▸ **Part of a data file**
** START **
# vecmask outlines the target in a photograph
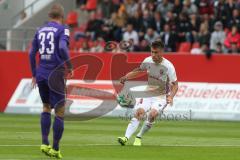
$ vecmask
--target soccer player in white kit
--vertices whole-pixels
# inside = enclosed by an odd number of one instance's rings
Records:
[[[134,79],[142,72],[148,74],[146,93],[148,97],[140,98],[134,107],[135,114],[125,132],[124,137],[118,137],[118,142],[125,145],[129,138],[136,132],[139,123],[145,118],[140,132],[137,134],[134,146],[141,146],[143,135],[149,131],[159,115],[168,105],[173,104],[173,98],[178,90],[178,81],[173,64],[163,57],[164,45],[160,39],[151,44],[151,56],[144,59],[140,67],[123,76],[120,81],[124,83]]]

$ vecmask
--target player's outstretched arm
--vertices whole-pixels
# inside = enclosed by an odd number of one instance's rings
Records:
[[[125,76],[121,77],[120,82],[124,84],[127,80],[137,78],[142,75],[142,73],[144,73],[144,70],[142,70],[140,67],[135,68],[131,72],[127,73]]]
[[[38,52],[37,33],[32,41],[32,48],[29,53],[30,66],[32,71],[32,88],[36,87],[36,54]]]
[[[72,63],[70,62],[69,51],[68,51],[68,40],[66,38],[60,39],[59,50],[60,50],[61,57],[66,62],[66,65],[69,71],[69,76],[71,78],[73,77],[73,66],[72,66]]]
[[[32,71],[32,76],[36,76],[36,54],[38,52],[38,43],[37,43],[37,33],[35,34],[32,41],[32,48],[29,53],[30,66]]]

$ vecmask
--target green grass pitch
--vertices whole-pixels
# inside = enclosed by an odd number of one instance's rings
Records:
[[[39,116],[0,114],[0,159],[41,160]],[[66,160],[239,160],[240,123],[160,121],[142,147],[118,145],[127,120],[65,122],[61,152]],[[50,136],[51,137],[51,136]],[[51,138],[52,139],[52,138]]]

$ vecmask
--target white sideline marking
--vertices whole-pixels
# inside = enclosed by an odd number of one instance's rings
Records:
[[[78,144],[78,145],[72,145],[72,144],[65,144],[61,146],[70,146],[70,147],[87,147],[87,146],[120,146],[119,144]],[[128,145],[131,146],[131,145]],[[231,144],[219,144],[219,145],[194,145],[194,144],[176,144],[176,145],[146,145],[146,146],[155,146],[155,147],[240,147],[240,145],[231,145]],[[35,144],[3,144],[0,145],[0,147],[40,147],[40,145]]]

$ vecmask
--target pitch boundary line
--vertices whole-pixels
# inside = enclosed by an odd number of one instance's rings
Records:
[[[34,144],[3,144],[0,145],[0,147],[39,147],[40,145],[34,145]],[[119,144],[65,144],[61,146],[68,146],[68,147],[89,147],[89,146],[120,146]],[[131,145],[128,145],[131,146]],[[153,147],[240,147],[240,145],[184,145],[184,144],[176,144],[176,145],[145,145],[145,146],[153,146]]]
** END **
▸ **What the exercise asks**
Go through the material above and print all of it exactly, except the pictures.

▸ **Exercise result**
# vecmask outlines the target in a photograph
$ vecmask
--target soccer player in white kit
--vertices whole-pixels
# inside = enclosed by an odd number of one instance's rings
Records:
[[[134,79],[142,72],[148,74],[146,93],[148,97],[140,98],[134,107],[135,114],[125,132],[124,137],[118,137],[118,142],[125,145],[129,138],[136,132],[139,123],[145,118],[140,132],[137,134],[134,146],[141,146],[143,135],[149,131],[159,115],[168,105],[173,104],[173,98],[178,90],[178,81],[173,64],[163,57],[164,45],[160,39],[151,44],[151,56],[144,59],[140,67],[123,76],[120,81],[124,83]]]

$ vecmask
--target player's outstretched arm
--vertices whole-pixels
# inside = enclosed by an odd number of one instance's rings
Records:
[[[125,76],[121,77],[120,82],[124,84],[127,80],[137,78],[142,75],[142,73],[144,73],[144,70],[142,70],[140,67],[135,68],[131,72],[127,73]]]
[[[38,52],[37,33],[32,41],[32,48],[29,53],[30,66],[32,71],[32,88],[36,87],[36,54]]]
[[[72,63],[70,62],[69,51],[68,51],[68,40],[66,38],[60,39],[59,50],[60,50],[61,57],[66,62],[66,65],[69,71],[69,76],[71,78],[73,77],[73,66],[72,66]]]
[[[32,71],[32,76],[36,76],[36,54],[38,52],[38,43],[37,43],[37,33],[35,34],[32,41],[32,48],[29,53],[30,66]]]

$ vecmask
--target green grass pitch
--vertices whole-pixels
# inside = enclosed by an odd number of one instance's rings
Records:
[[[39,116],[0,114],[0,159],[41,160]],[[66,160],[239,160],[240,123],[160,121],[142,147],[118,145],[127,120],[65,122],[61,152]],[[50,136],[51,137],[51,136]],[[51,138],[52,139],[52,138]]]

$ vecmask
--target white sideline marking
--vertices whole-pixels
# inside = enclosed by an odd number of one instance's rings
Records:
[[[78,144],[78,145],[72,145],[72,144],[65,144],[61,146],[70,146],[70,147],[87,147],[87,146],[120,146],[119,144]],[[128,145],[131,146],[131,145]],[[231,144],[219,144],[219,145],[194,145],[194,144],[176,144],[176,145],[146,145],[146,146],[155,146],[155,147],[240,147],[240,145],[231,145]],[[35,144],[3,144],[0,145],[0,147],[40,147],[40,145]]]

$ vecmask
--target pitch boundary line
--vertices whole-pixels
# inside = enclosed by an odd number of one instance's rings
Records:
[[[34,144],[3,144],[0,145],[0,147],[39,147],[40,145],[34,145]],[[119,144],[65,144],[61,146],[68,146],[68,147],[89,147],[89,146],[120,146]],[[131,145],[128,145],[131,146]],[[153,147],[240,147],[240,145],[184,145],[184,144],[176,144],[176,145],[145,145],[145,146],[153,146]]]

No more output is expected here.